- [WHAT YOU NEED TO DO]: Present every row below as a numbered list, skipping any blank lines.

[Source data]
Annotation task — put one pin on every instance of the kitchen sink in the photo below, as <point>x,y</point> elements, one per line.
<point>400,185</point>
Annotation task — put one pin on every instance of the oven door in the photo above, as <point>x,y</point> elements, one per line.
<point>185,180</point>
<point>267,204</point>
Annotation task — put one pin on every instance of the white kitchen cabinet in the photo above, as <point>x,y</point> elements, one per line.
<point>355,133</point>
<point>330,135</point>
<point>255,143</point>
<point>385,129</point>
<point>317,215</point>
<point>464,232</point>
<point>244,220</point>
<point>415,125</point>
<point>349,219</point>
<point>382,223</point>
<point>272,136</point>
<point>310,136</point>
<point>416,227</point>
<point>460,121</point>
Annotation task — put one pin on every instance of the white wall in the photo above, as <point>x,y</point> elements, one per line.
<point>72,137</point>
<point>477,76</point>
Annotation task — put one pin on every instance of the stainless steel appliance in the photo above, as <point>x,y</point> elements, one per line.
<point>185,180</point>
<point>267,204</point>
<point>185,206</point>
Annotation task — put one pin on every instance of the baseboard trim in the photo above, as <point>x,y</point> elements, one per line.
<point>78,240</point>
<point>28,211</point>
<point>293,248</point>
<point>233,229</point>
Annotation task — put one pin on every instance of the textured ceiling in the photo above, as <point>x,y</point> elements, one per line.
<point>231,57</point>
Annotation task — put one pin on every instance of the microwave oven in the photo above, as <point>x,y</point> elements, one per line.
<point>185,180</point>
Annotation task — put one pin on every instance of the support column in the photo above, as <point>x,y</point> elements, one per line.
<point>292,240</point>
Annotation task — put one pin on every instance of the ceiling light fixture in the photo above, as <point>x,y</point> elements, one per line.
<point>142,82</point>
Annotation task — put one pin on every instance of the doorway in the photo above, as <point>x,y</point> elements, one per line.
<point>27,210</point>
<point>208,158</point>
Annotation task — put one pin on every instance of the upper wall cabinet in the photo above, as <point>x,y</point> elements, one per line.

- [TASK OUTPUT]:
1. Annotation task — put one pin on every instance of the kitchen sink in the photo below, as <point>x,y</point> elements, one per line.
2. <point>400,185</point>
3. Annotation task — put one pin on every instance of the oven door in the photo above, as <point>x,y</point> elements, one per line.
4. <point>185,180</point>
5. <point>267,204</point>
6. Annotation task — put one pin on every instance of the white kitchen cabinet in the photo above, as <point>x,y</point> elements, one per line.
7. <point>355,133</point>
8. <point>330,135</point>
9. <point>255,143</point>
10. <point>385,129</point>
11. <point>317,215</point>
12. <point>464,232</point>
13. <point>244,220</point>
14. <point>415,125</point>
15. <point>349,219</point>
16. <point>382,223</point>
17. <point>272,136</point>
18. <point>310,136</point>
19. <point>416,227</point>
20. <point>460,121</point>
21. Annotation task — put one pin on every instance of the white wall in the photo above, as <point>x,y</point> elements, one per line.
22. <point>72,137</point>
23. <point>477,76</point>
24. Annotation task — put one pin on every instance of the stainless steel appliance in the photo above, as <point>x,y</point> elements, one per line.
25. <point>185,180</point>
26. <point>267,204</point>
27. <point>185,206</point>
28. Annotation task — put one pin on every instance of the baseboard trim in the photo above, as <point>x,y</point> elements, one per line.
29. <point>78,240</point>
30. <point>28,211</point>
31. <point>293,248</point>
32. <point>233,229</point>
33. Annotation task — put one pin on every instance of the textured ceiling in the photo above, as <point>x,y</point> elements, one per line.
34. <point>231,57</point>
35. Annotation task — put one pin on every instance of the microwave oven in the photo above, as <point>x,y</point> elements, one per line.
36. <point>185,180</point>
37. Annotation task — put one pin on every instance of the support column in the photo above, as <point>x,y</point> elements, one per line.
38. <point>292,240</point>
39. Annotation task — put one pin on every instance of the ceiling light fixture in the photo above, as <point>x,y</point> elements, one per line.
40. <point>142,82</point>
41. Annotation task — put one pin on every instance of the doorway in the photo above, as <point>x,y</point> elements, one per line.
42. <point>27,210</point>
43. <point>208,158</point>
44. Annotation task — put one pin on every instance of the upper wall cabinet in the photo above, as <point>x,y</point> elements, one per line.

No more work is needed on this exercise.